▶ **CONSIGNE ÉCRITE 1**:
Dans les lignes qui suivent le texte sur la taxation des trusts, relevez chacune de celles qui contiennent le mot "white".

▶ **TEXTE CITÉ**:

Taxation en France des trusts

Rappel des circonstances à l'origine de la fiscalisation en France des actifs logés dans un trust étranger

La dissimulation d'actifs dans des trusts révélés au grand jour lors du conflit qui a opposé la veuve de Daniel Wildenstein avec ses deux beaux-fils dans le cadre du règlement en France de la succession du célèbre marchand d'art défunt, a amené le législateur français à mettre en place un cadre d'imposition en France des biens logés dans des trusts constitués à l'étranger.

Inconnus du droit français, la jurisprudence reconnaissait jusqu'alors aux trusts leurs pleins effets en France sans jamais les considérer comme contraire à l'ordre public international français, sauf à écarter leurs effets en cas d'atteinte à la réserve héréditaire d'ordre public en droit interne et en présence d'actifs immobiliers situés en France relevant de la loi successorale française.

▶ **CONSIGNE ÉCRITE 2**:
Recopiez, s'il vous plaît, le passage du texte sur la taxation des trusts ci-dessus en commençant à "La dissimulation d'actifs" et en terminant à "loi successorale française.".

▶ **DONNÉES**:
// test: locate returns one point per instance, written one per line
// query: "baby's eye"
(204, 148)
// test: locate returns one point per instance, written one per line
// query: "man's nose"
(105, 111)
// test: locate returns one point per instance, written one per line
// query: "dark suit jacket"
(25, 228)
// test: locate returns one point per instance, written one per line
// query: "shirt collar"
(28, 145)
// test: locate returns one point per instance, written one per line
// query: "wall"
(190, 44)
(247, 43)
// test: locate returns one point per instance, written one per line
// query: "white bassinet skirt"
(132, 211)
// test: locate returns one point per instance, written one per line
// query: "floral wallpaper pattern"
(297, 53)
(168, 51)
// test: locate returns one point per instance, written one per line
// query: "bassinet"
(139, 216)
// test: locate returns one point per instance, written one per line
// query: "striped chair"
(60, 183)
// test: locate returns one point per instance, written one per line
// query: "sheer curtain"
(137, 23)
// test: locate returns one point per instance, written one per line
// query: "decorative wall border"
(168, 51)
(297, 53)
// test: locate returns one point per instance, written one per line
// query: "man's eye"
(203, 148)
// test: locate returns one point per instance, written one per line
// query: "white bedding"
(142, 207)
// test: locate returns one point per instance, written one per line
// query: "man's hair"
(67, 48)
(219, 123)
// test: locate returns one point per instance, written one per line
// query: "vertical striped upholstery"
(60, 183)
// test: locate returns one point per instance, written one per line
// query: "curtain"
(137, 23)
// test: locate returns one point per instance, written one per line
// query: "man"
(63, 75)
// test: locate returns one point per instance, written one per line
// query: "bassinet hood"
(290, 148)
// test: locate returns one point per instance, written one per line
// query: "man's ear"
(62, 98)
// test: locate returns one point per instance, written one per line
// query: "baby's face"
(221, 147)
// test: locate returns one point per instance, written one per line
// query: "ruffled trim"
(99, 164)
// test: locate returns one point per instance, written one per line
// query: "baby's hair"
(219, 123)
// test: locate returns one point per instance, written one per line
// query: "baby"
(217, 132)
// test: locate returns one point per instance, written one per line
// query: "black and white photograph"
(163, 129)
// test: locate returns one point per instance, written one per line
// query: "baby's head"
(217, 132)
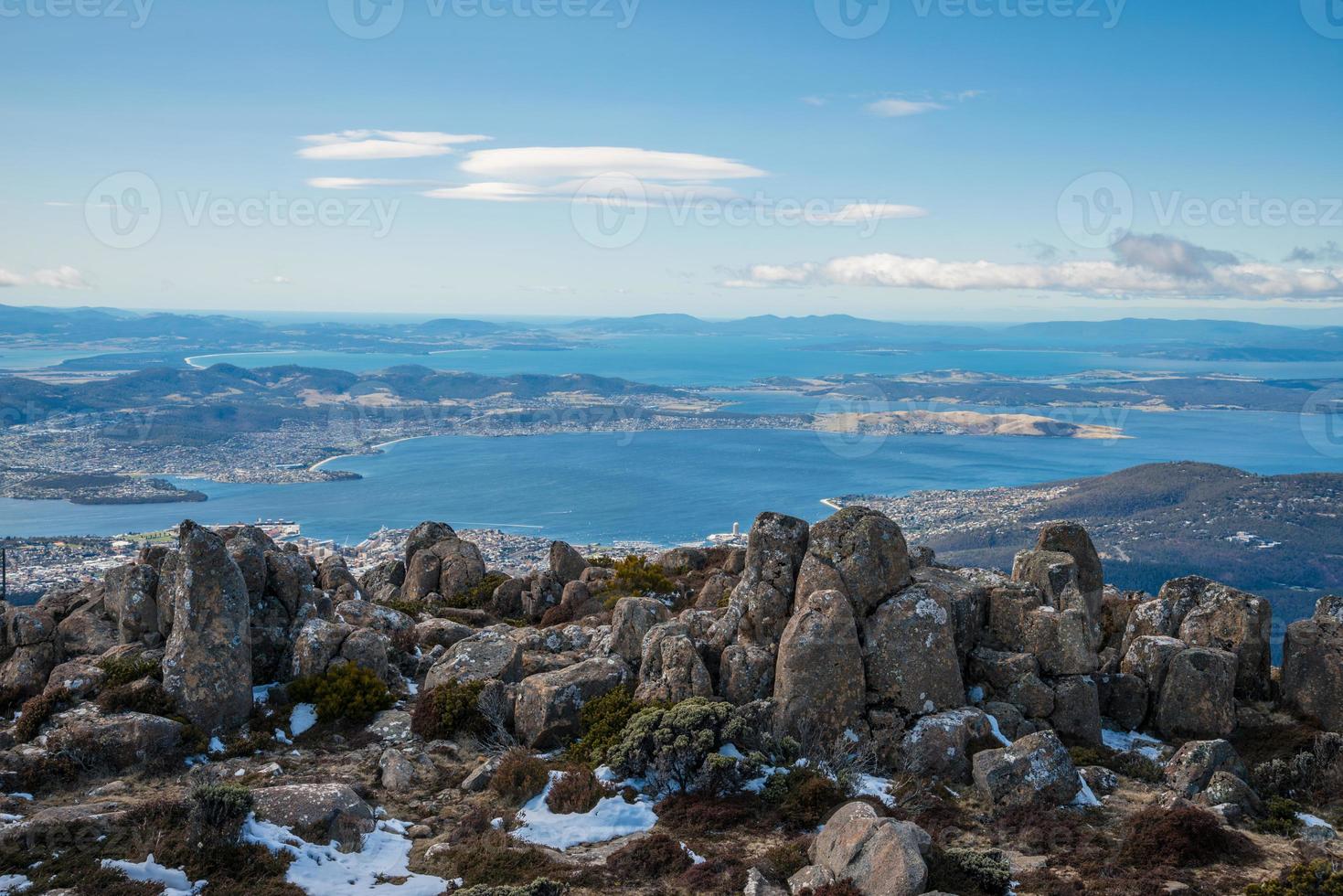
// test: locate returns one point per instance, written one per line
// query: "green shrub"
(343, 692)
(635, 575)
(453, 709)
(576, 792)
(602, 720)
(1280, 818)
(37, 709)
(123, 670)
(783, 861)
(218, 812)
(520, 775)
(477, 595)
(802, 797)
(968, 872)
(1306, 879)
(677, 747)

▶ **RÉPONSE COMPLÈTE 1**:
// query: "white bassinet skirt"
// query: "white bedding"
// query: "black and white photograph"

▶ **RÉPONSE COMPLÈTE 2**:
La dissimulation d'actifs dans des trusts révélés au grand jour lors du conflit qui a opposé la veuve de Daniel Wildenstein avec ses deux beaux-fils dans le cadre du règlement en France de la succession du célèbre marchand d'art défunt, a amené le législateur français à mettre en place un cadre d'imposition en France des biens logés dans des trusts constitués à l'étranger.

Inconnus du droit français, la jurisprudence reconnaissait jusqu'alors aux trusts leurs pleins effets en France sans jamais les considérer comme contraire à l'ordre public international français, sauf à écarter leurs effets en cas d'atteinte à la réserve héréditaire d'ordre public en droit interne et en présence d'actifs immobiliers situés en France relevant de la loi successorale française.